» Exercise task
Transcribe each record exactly. Include every one.

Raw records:
★ ★ ★ ★

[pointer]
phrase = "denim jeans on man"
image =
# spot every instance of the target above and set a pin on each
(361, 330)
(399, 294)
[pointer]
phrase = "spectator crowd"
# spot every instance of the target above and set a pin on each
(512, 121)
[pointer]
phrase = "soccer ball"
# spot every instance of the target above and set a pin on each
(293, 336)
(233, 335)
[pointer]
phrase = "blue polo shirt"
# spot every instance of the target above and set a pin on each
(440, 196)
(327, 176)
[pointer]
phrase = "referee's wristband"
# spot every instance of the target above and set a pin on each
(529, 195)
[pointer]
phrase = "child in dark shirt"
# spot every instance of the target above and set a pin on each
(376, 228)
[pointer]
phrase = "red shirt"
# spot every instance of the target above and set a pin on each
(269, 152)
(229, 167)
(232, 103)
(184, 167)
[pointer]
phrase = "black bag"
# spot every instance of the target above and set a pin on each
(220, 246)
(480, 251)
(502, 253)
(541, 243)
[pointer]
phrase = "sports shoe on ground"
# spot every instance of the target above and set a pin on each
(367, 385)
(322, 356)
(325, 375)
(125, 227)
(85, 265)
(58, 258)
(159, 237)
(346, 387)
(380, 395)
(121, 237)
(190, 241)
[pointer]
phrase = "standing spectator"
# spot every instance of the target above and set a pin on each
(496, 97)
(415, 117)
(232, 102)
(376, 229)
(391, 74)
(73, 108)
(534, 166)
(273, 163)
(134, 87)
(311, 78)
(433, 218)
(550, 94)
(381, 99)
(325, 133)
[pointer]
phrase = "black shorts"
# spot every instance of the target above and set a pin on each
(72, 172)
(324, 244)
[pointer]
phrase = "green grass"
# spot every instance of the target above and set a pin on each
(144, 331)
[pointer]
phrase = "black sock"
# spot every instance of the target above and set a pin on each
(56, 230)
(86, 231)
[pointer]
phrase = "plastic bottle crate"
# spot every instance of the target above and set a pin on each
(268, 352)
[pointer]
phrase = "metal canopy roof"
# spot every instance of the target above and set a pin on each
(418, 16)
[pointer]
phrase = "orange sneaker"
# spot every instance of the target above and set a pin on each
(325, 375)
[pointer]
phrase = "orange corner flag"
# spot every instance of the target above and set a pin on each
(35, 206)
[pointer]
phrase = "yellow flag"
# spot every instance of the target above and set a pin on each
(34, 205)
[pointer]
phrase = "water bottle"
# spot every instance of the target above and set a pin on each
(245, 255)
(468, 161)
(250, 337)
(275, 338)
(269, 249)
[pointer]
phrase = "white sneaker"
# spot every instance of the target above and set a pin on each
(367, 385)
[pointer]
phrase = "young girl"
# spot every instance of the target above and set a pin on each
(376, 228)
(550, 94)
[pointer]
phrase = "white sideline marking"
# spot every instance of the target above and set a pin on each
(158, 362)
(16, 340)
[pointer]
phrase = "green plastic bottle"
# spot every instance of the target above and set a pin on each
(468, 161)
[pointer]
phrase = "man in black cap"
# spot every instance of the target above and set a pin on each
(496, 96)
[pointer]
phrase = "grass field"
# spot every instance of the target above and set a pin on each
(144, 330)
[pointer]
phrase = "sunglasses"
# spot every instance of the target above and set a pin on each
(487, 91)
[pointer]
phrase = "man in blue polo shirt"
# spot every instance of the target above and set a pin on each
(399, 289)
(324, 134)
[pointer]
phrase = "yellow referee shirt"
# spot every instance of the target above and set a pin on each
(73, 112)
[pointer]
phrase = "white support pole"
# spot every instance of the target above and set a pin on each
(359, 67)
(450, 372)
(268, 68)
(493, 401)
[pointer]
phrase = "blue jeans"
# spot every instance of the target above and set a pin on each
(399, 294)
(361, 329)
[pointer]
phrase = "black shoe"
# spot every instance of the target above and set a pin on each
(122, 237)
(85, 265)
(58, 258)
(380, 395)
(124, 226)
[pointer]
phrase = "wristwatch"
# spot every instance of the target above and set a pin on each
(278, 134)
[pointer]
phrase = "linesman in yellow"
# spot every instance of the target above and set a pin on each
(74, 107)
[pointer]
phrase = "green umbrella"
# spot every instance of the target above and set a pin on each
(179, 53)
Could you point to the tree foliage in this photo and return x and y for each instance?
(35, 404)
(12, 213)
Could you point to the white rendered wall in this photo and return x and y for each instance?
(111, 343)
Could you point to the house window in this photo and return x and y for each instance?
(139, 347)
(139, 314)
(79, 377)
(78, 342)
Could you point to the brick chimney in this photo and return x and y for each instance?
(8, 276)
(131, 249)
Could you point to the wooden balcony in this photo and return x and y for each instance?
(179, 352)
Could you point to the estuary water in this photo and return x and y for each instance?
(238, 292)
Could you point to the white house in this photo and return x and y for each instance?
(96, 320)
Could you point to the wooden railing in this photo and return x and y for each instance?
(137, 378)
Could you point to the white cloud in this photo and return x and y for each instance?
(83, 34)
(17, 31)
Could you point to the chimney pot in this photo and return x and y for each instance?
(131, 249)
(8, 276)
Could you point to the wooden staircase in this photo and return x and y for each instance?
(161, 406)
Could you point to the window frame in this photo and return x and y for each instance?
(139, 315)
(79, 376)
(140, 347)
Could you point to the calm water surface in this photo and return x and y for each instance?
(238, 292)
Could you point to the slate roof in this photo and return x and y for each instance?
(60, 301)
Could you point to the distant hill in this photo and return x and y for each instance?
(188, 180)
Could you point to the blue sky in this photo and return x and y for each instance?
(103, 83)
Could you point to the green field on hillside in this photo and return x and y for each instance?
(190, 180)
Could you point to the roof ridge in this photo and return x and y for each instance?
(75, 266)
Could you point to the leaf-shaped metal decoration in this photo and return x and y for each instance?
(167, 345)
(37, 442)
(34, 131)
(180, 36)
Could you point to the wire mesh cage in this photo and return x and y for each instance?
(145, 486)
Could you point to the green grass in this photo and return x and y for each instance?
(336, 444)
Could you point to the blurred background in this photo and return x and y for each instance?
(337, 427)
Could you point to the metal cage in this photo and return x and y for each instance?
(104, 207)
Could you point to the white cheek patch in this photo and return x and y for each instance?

★ ★ ★ ★

» The answer
[pointer]
phrase = "denim jeans on man"
image =
# spot every instance of the target above and set a pin on each
(361, 330)
(399, 294)
[pointer]
phrase = "spectator crowd"
# spot every instance of the target above and set a pin on each
(512, 121)
[pointer]
phrase = "soccer ball"
# spot every instance of the target above and set a pin on each
(293, 336)
(233, 335)
[pointer]
phrase = "blue polo shirt"
# spot every instance of the target above and set a pin on each
(440, 196)
(327, 176)
[pointer]
phrase = "referee's wristband"
# spot every instance of the target above and set a pin on each
(529, 195)
[pointer]
phrase = "child in dark shirt"
# spot every instance of the target above and set a pin on each
(376, 228)
[pointer]
phrase = "red shirt"
# spot every instance of the target above and set a pin on each
(269, 152)
(229, 167)
(232, 103)
(184, 167)
[pointer]
phrase = "black bag"
# spot every instance of the target above and set a pin on each
(220, 246)
(480, 251)
(502, 253)
(541, 243)
[pointer]
phrase = "sports shoe on ground"
# spot every instance of the target above and set a pin on each
(367, 385)
(322, 356)
(325, 375)
(125, 227)
(85, 265)
(58, 258)
(159, 237)
(346, 387)
(380, 395)
(121, 237)
(190, 241)
[pointer]
phrase = "standing spectator"
# spot every instance of the target above and set a pin on each
(496, 97)
(415, 117)
(232, 102)
(376, 229)
(391, 74)
(73, 108)
(534, 166)
(273, 163)
(134, 87)
(311, 78)
(433, 218)
(550, 94)
(381, 99)
(325, 133)
[pointer]
phrase = "black shorts"
# spot every instance of the target above and set a pin on each
(72, 172)
(324, 244)
[pointer]
phrase = "green grass"
# spot every instance of the target above and set a pin on each
(144, 331)
[pointer]
phrase = "black sock"
# spot every instance of the target above and set a pin on each
(56, 230)
(86, 231)
[pointer]
phrase = "plastic bottle crate"
# spot every instance of the target above and set a pin on each
(268, 352)
[pointer]
phrase = "metal canopy roof"
# spot every instance of the target above and set a pin on each
(418, 16)
[pointer]
phrase = "orange sneaker"
# spot every instance of the target above and set a pin on each
(325, 375)
[pointer]
phrase = "orange corner flag"
# spot every instance of the target above and set a pin on each
(35, 206)
[pointer]
phrase = "yellow flag"
# spot every instance of the target above and set a pin on each
(34, 205)
[pointer]
phrase = "water bottle"
# spot every instance of the target above and set a pin on each
(245, 255)
(468, 161)
(250, 337)
(275, 338)
(269, 249)
[pointer]
phrase = "white sneaker"
# spot every instance of the target above and set a pin on each
(367, 385)
[pointer]
phrase = "young girl"
# spot every instance of the target above and set a pin on each
(376, 228)
(550, 94)
[pointer]
phrase = "white sideline marking"
# spot every instance of the target above and set a pin on each
(158, 362)
(16, 340)
[pointer]
phrase = "green plastic bottle"
# spot every instance of the target above and set a pin on each
(468, 161)
[pointer]
phrase = "man in black cap"
# spot every instance of the target above and set a pin on each
(496, 96)
[pointer]
phrase = "grass field"
# spot every instance of the target above and set a pin on each
(144, 330)
[pointer]
phrase = "sunglasses"
# spot every instance of the target above and set a pin on each
(487, 91)
[pointer]
phrase = "man in blue polo shirt"
# spot every instance of the target above and set a pin on each
(399, 289)
(324, 134)
[pointer]
phrase = "yellow referee shirt"
# spot every instance of the target above and set a pin on each
(73, 112)
[pointer]
phrase = "white support pole"
# spot every instance of the target above and set a pin on each
(359, 67)
(450, 372)
(268, 68)
(493, 401)
[pointer]
phrase = "blue jeans"
# spot every instance of the target above and set a pin on each
(399, 294)
(361, 329)
[pointer]
phrase = "black shoe"
# spot every instance of the target above and set a pin on each
(122, 237)
(85, 265)
(58, 258)
(380, 395)
(124, 226)
[pointer]
phrase = "wristwatch"
# spot every instance of the target above and set a pin on each
(278, 134)
[pointer]
phrase = "linesman in yellow"
# spot every instance of the target above and set a pin on each
(74, 107)
[pointer]
phrase = "green umbrella"
# spot every instance of the target above and set a pin on each
(179, 53)
Could you point to the tree foliage in this photo and return x and y for each instance?
(35, 404)
(12, 213)
Could you point to the white rendered wall in this photo and return x and y for each instance?
(111, 343)
Could you point to the house window in this photo and return x and y for each instance?
(139, 347)
(139, 314)
(79, 377)
(78, 342)
Could you point to the brick chimney in this photo and return x and y for each instance?
(8, 276)
(131, 249)
Could you point to the wooden balcony in this photo and return x and y for each instance?
(179, 352)
Could you point to the estuary water in this photo and return x and y for each instance?
(238, 292)
Could you point to the white house in this photo and return x and y for each instance?
(96, 320)
Could you point to the wooden railing in this photo and return x and y for each instance?
(137, 378)
Could you point to the white cloud in this photo and return x and y for each instance?
(83, 34)
(17, 31)
Could you point to the chimney pot in this photo and return x and y for each instance?
(131, 249)
(8, 276)
Could you point to the wooden staircase in this photo and return x and y for each instance?
(161, 406)
Could you point to the window frame in this photo and return x and y for each instance?
(139, 315)
(79, 376)
(140, 347)
Could you point to the calm water surface in this photo and return x and y for each instance?
(238, 292)
Could you point to the slate roof in this photo and return x and y for each instance?
(60, 301)
Could you point to the distant hill in this photo and return x and y for each instance?
(188, 180)
Could you point to the blue sky in this photo and return x and y for each instance?
(103, 83)
Could you point to the green field on hillside in this photo and return x and y for each instance?
(190, 180)
Could you point to the roof ridge in this photo and return x and y for each instance?
(75, 266)
Could you point to the leaf-shaped metal decoration in this photo and return x and y for each instance?
(167, 345)
(37, 442)
(34, 131)
(180, 36)
Could you point to the wire mesh cage in this photo and return x and y for each instance?
(145, 486)
Could you point to the green grass in this photo and return x and y for each instance?
(336, 444)
Could you point to the blurred background in this photo and return x and y for each instance?
(337, 427)
Could you point to the metal cage in this photo and return x and y for each instance?
(104, 207)
Could you point to the white cheek patch in this photo and return x and y for each instance?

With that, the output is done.